[Position annotation rows]
+---+

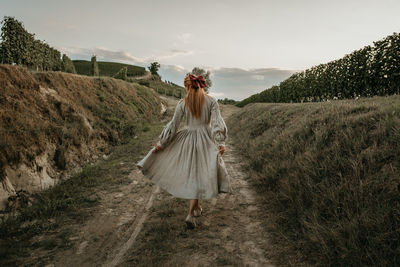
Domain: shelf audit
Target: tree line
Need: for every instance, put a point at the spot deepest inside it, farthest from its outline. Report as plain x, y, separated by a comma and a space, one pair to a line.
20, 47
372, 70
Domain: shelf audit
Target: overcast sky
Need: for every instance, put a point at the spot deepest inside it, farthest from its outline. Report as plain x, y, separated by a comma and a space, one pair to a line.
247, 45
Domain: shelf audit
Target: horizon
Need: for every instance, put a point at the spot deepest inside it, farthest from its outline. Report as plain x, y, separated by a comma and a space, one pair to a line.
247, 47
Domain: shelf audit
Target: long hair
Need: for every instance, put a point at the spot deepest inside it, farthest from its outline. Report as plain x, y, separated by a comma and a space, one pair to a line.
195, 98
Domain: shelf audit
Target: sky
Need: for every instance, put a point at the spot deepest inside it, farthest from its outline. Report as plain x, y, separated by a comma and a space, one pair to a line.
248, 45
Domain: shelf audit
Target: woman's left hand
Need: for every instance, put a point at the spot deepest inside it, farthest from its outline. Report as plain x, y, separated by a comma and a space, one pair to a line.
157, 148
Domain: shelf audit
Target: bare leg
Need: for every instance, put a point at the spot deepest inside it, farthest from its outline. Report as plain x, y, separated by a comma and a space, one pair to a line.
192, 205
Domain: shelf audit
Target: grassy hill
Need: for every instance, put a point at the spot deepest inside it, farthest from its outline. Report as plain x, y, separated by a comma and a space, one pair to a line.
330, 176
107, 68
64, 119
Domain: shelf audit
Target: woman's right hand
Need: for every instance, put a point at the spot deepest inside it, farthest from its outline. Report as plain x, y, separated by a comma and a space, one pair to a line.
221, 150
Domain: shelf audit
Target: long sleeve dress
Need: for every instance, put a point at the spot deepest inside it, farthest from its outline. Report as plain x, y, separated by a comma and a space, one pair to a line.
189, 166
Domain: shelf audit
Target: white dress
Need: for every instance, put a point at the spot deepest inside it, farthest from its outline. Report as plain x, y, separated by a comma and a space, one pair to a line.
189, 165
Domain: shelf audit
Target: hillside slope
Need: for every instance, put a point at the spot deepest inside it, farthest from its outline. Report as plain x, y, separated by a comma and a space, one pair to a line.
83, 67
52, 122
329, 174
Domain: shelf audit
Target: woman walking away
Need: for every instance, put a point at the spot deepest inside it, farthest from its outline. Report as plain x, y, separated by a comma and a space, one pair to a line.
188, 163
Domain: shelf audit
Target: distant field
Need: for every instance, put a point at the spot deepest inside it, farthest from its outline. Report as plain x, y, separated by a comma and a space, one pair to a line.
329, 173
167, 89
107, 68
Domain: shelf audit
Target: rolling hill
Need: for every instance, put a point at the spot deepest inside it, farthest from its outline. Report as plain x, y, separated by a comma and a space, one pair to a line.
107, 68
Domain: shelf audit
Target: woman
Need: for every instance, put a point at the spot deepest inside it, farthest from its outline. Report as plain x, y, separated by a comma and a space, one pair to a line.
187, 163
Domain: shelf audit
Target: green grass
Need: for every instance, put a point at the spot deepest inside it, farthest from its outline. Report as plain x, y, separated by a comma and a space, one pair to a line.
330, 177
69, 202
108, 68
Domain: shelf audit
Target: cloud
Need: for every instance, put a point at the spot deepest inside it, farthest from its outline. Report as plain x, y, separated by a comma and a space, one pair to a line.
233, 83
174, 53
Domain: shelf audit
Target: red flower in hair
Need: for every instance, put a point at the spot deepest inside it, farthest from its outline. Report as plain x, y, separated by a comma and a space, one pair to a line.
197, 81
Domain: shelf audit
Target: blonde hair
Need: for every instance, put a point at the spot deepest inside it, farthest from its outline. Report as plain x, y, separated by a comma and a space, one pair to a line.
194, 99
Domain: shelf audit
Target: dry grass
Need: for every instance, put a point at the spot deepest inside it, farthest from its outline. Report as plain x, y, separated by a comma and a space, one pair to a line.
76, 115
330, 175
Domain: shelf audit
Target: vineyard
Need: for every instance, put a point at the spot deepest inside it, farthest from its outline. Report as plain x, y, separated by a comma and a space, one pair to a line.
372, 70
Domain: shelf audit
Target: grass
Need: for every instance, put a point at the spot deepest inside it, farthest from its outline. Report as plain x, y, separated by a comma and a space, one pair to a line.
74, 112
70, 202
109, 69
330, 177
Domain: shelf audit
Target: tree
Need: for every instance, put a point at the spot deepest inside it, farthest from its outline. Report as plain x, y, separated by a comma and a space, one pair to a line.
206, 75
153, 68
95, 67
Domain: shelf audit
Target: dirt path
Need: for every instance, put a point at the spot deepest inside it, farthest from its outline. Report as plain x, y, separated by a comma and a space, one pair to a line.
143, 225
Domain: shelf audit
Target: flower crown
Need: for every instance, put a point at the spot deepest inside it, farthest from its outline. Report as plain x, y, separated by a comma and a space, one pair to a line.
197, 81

+---+

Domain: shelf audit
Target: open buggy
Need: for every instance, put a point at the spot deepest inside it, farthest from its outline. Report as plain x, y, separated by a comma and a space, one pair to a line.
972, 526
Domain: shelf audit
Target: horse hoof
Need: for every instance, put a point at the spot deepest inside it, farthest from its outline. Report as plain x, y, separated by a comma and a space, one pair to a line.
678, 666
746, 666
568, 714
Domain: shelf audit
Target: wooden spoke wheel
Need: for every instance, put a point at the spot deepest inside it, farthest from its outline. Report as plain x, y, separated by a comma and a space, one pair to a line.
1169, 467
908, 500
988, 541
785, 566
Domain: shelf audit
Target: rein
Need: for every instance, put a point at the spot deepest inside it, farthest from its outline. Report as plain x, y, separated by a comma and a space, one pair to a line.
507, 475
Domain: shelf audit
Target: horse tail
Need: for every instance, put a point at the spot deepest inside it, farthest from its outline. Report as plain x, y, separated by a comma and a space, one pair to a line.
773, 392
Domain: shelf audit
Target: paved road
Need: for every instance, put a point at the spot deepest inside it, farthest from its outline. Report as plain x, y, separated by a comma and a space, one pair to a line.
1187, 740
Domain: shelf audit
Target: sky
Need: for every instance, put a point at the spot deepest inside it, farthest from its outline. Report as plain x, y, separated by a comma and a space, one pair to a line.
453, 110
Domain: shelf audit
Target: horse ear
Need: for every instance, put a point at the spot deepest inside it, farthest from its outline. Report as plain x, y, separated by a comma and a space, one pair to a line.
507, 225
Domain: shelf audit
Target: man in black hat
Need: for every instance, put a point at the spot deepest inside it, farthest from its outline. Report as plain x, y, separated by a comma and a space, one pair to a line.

+---+

• Problem to work on: Copy out each line of the rows above that contains the word "flower". Case counts, so only match lines where the letters are in that case.

• Task solution:
Target: red flower in hair
Target: flower crown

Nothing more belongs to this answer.